### Data lines

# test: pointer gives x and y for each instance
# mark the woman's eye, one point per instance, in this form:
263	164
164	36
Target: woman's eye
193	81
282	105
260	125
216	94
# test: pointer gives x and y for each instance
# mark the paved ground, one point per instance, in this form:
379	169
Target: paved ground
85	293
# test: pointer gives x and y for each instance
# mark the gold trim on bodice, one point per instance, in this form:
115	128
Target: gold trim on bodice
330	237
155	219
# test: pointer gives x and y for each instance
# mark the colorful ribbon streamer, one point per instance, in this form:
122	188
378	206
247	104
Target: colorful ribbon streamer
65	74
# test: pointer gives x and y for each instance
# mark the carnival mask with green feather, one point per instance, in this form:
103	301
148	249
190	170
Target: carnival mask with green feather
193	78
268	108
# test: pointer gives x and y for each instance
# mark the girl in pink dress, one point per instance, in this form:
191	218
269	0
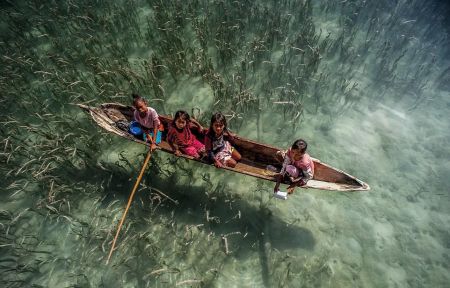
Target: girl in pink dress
217	142
180	136
297	165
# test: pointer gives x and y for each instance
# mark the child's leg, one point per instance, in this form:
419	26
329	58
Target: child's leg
199	146
191	151
235	154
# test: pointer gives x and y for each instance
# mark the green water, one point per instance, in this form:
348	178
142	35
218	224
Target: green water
365	83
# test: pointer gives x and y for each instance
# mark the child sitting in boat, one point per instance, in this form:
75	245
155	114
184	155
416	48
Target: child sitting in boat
180	136
148	119
217	143
297	165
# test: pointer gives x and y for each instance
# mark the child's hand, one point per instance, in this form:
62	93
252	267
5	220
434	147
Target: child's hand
218	164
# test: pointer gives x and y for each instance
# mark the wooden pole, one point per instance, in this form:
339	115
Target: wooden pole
130	199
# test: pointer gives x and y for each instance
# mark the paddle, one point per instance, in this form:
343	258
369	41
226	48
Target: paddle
130	199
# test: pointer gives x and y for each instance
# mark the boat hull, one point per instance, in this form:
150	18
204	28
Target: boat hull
255	156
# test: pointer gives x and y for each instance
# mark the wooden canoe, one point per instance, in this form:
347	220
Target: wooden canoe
255	156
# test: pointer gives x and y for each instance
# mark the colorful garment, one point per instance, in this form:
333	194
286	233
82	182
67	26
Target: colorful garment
303	168
149	121
185	140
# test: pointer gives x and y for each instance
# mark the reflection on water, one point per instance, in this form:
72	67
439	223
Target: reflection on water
365	82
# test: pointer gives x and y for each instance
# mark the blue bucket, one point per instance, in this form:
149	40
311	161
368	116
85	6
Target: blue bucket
135	129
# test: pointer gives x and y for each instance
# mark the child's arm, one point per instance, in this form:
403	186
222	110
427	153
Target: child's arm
277	185
171	138
198	125
153	142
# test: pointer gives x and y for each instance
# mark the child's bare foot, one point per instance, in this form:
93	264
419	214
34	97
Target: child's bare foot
280	156
290	190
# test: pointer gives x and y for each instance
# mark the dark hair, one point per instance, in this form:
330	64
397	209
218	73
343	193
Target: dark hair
137	98
181	114
300	144
218	117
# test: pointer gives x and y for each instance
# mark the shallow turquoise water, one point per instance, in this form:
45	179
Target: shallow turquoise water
366	84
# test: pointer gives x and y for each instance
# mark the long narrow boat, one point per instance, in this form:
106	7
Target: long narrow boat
255	156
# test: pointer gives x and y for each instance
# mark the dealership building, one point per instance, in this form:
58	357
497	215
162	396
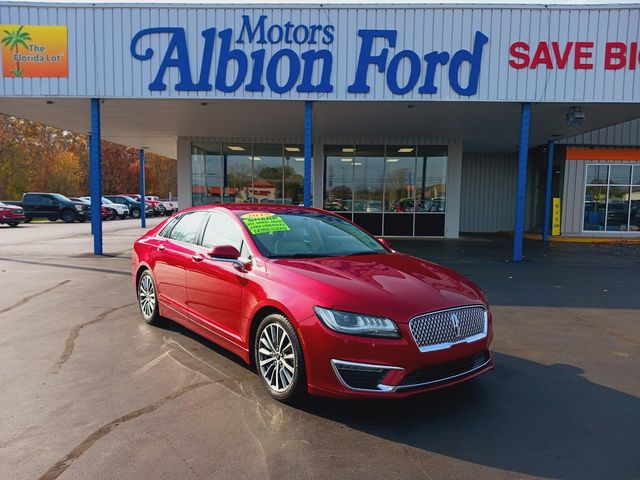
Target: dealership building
410	120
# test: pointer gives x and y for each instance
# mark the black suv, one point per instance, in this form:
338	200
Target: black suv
134	207
53	206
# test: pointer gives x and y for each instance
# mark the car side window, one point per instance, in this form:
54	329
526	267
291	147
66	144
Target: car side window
166	230
187	227
222	230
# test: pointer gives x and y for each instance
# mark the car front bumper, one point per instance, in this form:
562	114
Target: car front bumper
12	218
349	366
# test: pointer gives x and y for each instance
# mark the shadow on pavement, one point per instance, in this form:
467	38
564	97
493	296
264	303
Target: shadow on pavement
553	275
523	417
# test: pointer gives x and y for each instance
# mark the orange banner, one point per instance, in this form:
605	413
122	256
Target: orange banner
34	51
603	154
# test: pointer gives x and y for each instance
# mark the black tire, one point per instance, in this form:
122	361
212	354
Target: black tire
147	292
271	326
68	216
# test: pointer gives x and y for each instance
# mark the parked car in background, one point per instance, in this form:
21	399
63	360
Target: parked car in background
133	205
121	211
11	215
105	212
313	301
54	206
170	206
156	205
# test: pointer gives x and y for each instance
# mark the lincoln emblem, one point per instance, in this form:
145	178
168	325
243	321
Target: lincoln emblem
455	323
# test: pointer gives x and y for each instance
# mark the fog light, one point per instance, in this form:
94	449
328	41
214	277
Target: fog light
363	376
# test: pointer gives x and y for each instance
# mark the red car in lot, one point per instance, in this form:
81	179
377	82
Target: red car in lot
313	301
11	215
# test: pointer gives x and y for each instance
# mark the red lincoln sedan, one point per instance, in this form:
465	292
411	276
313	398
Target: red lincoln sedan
315	303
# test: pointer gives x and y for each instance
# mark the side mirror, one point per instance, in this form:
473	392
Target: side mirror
226	252
385	243
229	253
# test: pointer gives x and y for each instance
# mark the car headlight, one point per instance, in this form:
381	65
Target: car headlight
357	323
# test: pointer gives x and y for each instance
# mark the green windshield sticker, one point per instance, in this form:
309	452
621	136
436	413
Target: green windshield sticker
258	223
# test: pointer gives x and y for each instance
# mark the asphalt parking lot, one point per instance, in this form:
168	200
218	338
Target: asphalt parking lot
89	391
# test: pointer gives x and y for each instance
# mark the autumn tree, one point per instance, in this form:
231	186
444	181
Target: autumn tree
35	157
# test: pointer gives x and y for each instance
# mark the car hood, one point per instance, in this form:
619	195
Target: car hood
11	207
393	285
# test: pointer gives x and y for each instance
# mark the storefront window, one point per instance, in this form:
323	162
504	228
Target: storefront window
293	174
206	168
267	173
611	202
238	172
431	191
244	172
339	178
383	188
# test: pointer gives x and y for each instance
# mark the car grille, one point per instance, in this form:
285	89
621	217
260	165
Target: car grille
439	330
446	371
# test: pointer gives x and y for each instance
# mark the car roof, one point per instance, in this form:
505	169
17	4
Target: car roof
240	208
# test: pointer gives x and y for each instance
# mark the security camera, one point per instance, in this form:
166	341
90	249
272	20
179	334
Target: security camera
575	116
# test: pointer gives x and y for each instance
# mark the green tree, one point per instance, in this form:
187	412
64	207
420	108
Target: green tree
13	40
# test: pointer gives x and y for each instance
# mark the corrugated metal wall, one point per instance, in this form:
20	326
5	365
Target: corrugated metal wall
101	63
488	194
622	134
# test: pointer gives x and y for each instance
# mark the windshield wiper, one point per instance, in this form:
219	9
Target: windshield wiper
302	255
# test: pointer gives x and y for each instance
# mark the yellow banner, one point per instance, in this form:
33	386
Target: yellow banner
34	51
555	224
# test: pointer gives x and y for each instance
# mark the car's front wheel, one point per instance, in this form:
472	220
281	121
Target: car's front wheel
69	216
278	358
148	298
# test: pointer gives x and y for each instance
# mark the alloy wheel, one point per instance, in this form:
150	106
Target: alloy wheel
276	357
147	297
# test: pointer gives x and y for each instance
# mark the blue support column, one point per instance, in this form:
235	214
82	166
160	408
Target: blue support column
547	195
95	177
308	118
143	213
518	233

######

To do
Output every entry word for word, but omit the pictures.

Task result
# test: pointer gives x and y for each instance
# mark the woman's eye, one point per instance, in this form:
263	164
164	36
Target: woman's eye
193	81
282	105
260	125
216	94
# test: pointer gives x and y for each instance
# mark the paved ground, one point per instance, in this form:
379	169
Target: paved ground
85	293
# test: pointer gives x and y for each instance
# mark the gold trim on bodice, one point per instance, in this form:
115	128
Target: gold trim on bodice
330	237
155	219
# test: pointer gives x and y for each instance
# mark the colorful ribbon streamer, one point per instance, in this form:
122	188
378	206
247	104
Target: colorful ribbon streamer
65	74
# test: pointer gives x and y for each instance
# mark the carnival mask with green feather, one point per instance, in this form:
103	301
148	249
190	170
Target: carnival mask with green feather
193	78
268	108
# test: pointer gives x and y for each instance
# mark the girl in pink dress, one point per instance, in this form:
191	218
269	0
Target: girl in pink dress
217	142
180	136
297	165
# test: pointer gives x and y for each instance
# mark the child's leg, one point per instance, in this form:
419	26
329	58
Target: child's leg
199	146
191	151
235	154
# test: pointer gives x and y for each instance
# mark the green water, one point per instance, in this form:
348	178
142	35
218	224
Target: green water
365	83
# test: pointer gives x and y for each instance
# mark the child sitting in boat, one point per instance, in this form:
75	245
155	114
184	155
416	48
Target: child sitting in boat
180	136
148	119
217	143
297	165
# test: pointer gives x and y for each instance
# mark the child's hand, one point per instance, in this form:
62	93
252	267
5	220
434	147
Target: child's hand
218	164
# test: pointer gives x and y for each instance
# mark the wooden pole, one point per instance, in this form:
339	115
Target: wooden pole
130	199
# test: pointer gives x and y for each instance
# mark the paddle, one point per instance, in this form:
343	258
369	41
226	48
Target: paddle
130	199
# test: pointer gives x and y for each instance
# mark the boat hull, one point per instance, in this form:
150	18
204	28
Target: boat hull
255	156
# test: pointer gives x and y for each instance
# mark the wooden canoe, one point per instance, in this form:
347	220
Target: wooden canoe
255	156
# test: pointer gives x and y for each instance
# mark the colorful garment, one point per instance, in this form:
333	194
286	233
82	182
67	26
Target: colorful garment
303	168
149	121
185	140
# test: pointer gives x and y for each instance
# mark the reflection on water, one point per instance, in this form:
72	67
439	223
Target: reflection on water
365	82
# test: pointer gives x and y for each instance
# mark the blue bucket, one point per instance, in this form:
149	40
311	161
368	116
85	6
Target: blue bucket
135	129
# test: pointer gives x and y for each instance
# mark the child's arm, one point per instance, in this form:
403	186
222	110
427	153
Target: child's arm
277	185
171	138
198	125
153	142
# test: pointer gives x and y for each instance
# mark the child's bare foot, one point per instance, in this form:
93	264
419	214
34	97
Target: child's bare foot
280	156
290	190
# test: pointer gives x and y for each instance
# mark the dark hair, one point per instance, in this form:
330	64
397	209
218	73
343	193
Target: dark hair
137	98
181	114
300	144
218	117
# test: pointer gives x and y for each instance
# mark the shallow turquoise water, one point per instance, in this form:
45	179
Target: shallow turquoise water
366	84
# test: pointer gives x and y for each instance
# mark the long narrow boat, one point per instance, in this form:
106	7
Target: long narrow boat
255	156
# test: pointer gives x and y for each instance
# mark the dealership building, one point per instance, in this form:
58	357
497	215
162	396
Target: dealership building
410	120
# test: pointer gives x and y for each instance
# mark the black suv, one point per instance, in this form:
338	200
Target: black suv
134	207
53	206
# test: pointer gives x and y for each instance
# mark the car side window, one point per instance, in this form:
54	329
526	267
291	147
66	144
Target: car side window
166	230
187	227
222	230
# test: pointer gives x and y for each instance
# mark the car front bumper, one point per instance, in this form:
562	114
Target: car front bumper
12	218
349	366
# test: pointer gives x and y for each instance
# mark the shadow on pavement, one point per instance, in this form:
467	38
564	97
493	296
264	303
Target: shadow on pavement
553	275
523	417
# test: pointer gives x and y for each instance
# mark the orange banner, one point per instance, in this form:
605	413
122	256
Target: orange banner
34	51
603	154
# test: pointer gives x and y for each instance
# mark the black tire, one point per instance, in this form:
122	361
212	354
Target: black tire
147	292
271	326
68	216
# test: pointer gives x and y for each instance
# mark the parked car in background, one point per instance, in this form:
21	399
63	360
Target: parked car in background
133	205
121	211
11	215
105	212
313	301
54	206
170	206
156	205
# test: pointer gives x and y for each instance
# mark the lincoln emblem, one point per instance, in this form:
145	178
168	325
243	321
Target: lincoln emblem
455	323
# test: pointer gives x and y for each instance
# mark the fog light, one point per instance, in this form:
94	449
328	41
214	277
Target: fog light
363	376
# test: pointer gives x and y for each instance
# mark the red car in lot, one point per instance, in this form:
81	179
377	82
Target: red car in lot
313	301
11	215
# test: pointer gives x and y for each instance
# mark the red lincoln sedan, one point per instance, in this form:
465	292
411	276
313	398
Target: red lincoln sedan
315	303
# test: pointer gives x and y for each instance
# mark the side mirror, one point per instance, in this form:
473	392
Target: side mirror
226	252
385	243
229	253
# test: pointer gives x and y for each instance
# mark the car headlight, one point per instance, in this form:
381	65
Target: car headlight
357	323
# test: pointer gives x and y for each instance
# mark the green windshield sticker, one point per instance, in this form:
309	452
621	136
436	413
Target: green windshield sticker
258	223
# test: pointer gives x and y for each instance
# mark the asphalt parking lot, one point per instance, in this form:
168	200
218	338
Target: asphalt parking lot
89	391
# test: pointer gives x and y for each instance
# mark the autumn tree, one point per instance, in this form:
231	186
444	181
Target: autumn tree
35	157
# test: pointer gives x and y for each instance
# mark the car hood, one point per instance, in this form:
619	195
Target: car hood
11	207
393	285
# test: pointer gives x and y for each instance
# mark the storefront window, one point per instance, in this form:
323	162
504	228
Target: storefront window
293	174
206	168
267	173
611	202
238	172
431	191
244	172
339	178
383	188
# test: pointer gives x and y for each instance
# mark the car grille, one point per instance, in this form:
285	89
621	217
260	165
Target: car grille
439	330
446	371
# test: pointer gives x and y for each instance
# mark the car roof, one point per instance, in this form:
505	169
17	4
Target: car roof
240	208
# test: pointer gives x and y for each instance
# mark the security camera, one point per instance, in this form:
166	341
90	249
272	20
179	334
Target: security camera
575	116
# test: pointer gives x and y for each instance
# mark the green tree, one point per instance, in this form:
187	412
64	207
420	108
Target: green tree
13	40
# test: pointer gives x and y for each instance
# mark the corrugated metal wall, one point per instance, in this form:
20	326
5	365
Target: corrugated metal wall
101	63
488	194
622	134
# test: pointer gives x and y for each instance
# mark the windshield wiper, one point per instance, in this form:
219	9
Target: windshield wiper
302	255
# test: pointer gives x and y for each instance
# mark the yellow banner, one point per instance, in this form:
33	386
Target: yellow banner
34	51
555	224
# test: pointer gives x and y for each instance
# mark the car's front wheel, one point per instance, in this form:
472	220
281	121
Target: car's front wheel
69	216
278	358
148	298
# test: pointer gives x and y for each instance
# mark the alloy wheel, one point per instance, in this form:
150	106
Target: alloy wheel
276	357
147	297
# test: pointer gives x and y for each instance
# mark the blue support column, one point per instance, in this form:
235	214
82	166
160	408
Target: blue support column
547	195
95	177
308	118
143	213
518	233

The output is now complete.